> _Assignment_
All records below must be retyped exactly.

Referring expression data
'''
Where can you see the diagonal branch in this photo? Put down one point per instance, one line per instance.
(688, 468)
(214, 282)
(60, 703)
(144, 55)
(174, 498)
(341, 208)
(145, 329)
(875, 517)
'''
> _Solution to this exercise_
Where can you see the diagonal branch in this photo? Put down one point per instance, one line per instance.
(688, 468)
(214, 282)
(60, 703)
(144, 55)
(174, 498)
(341, 208)
(145, 329)
(875, 517)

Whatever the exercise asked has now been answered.